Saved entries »
++++++++++++++++++++

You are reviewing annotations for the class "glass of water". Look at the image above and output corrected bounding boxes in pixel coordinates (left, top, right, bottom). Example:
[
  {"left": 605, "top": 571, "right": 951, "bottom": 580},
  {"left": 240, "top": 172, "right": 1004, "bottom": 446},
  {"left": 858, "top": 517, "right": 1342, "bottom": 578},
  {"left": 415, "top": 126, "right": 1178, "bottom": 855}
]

++++++++++++++++++++

PROMPT » Repeat the listing exactly, from its first line to its last.

RESPONSE »
You are reviewing annotations for the class "glass of water". Look at the image above and output corrected bounding boxes in pixel coordinates (left, top, right, bottom). Example:
[
  {"left": 605, "top": 571, "right": 951, "bottom": 580},
  {"left": 240, "top": 172, "right": 1004, "bottom": 446},
  {"left": 858, "top": 517, "right": 1342, "bottom": 578},
  {"left": 415, "top": 126, "right": 1178, "bottom": 855}
]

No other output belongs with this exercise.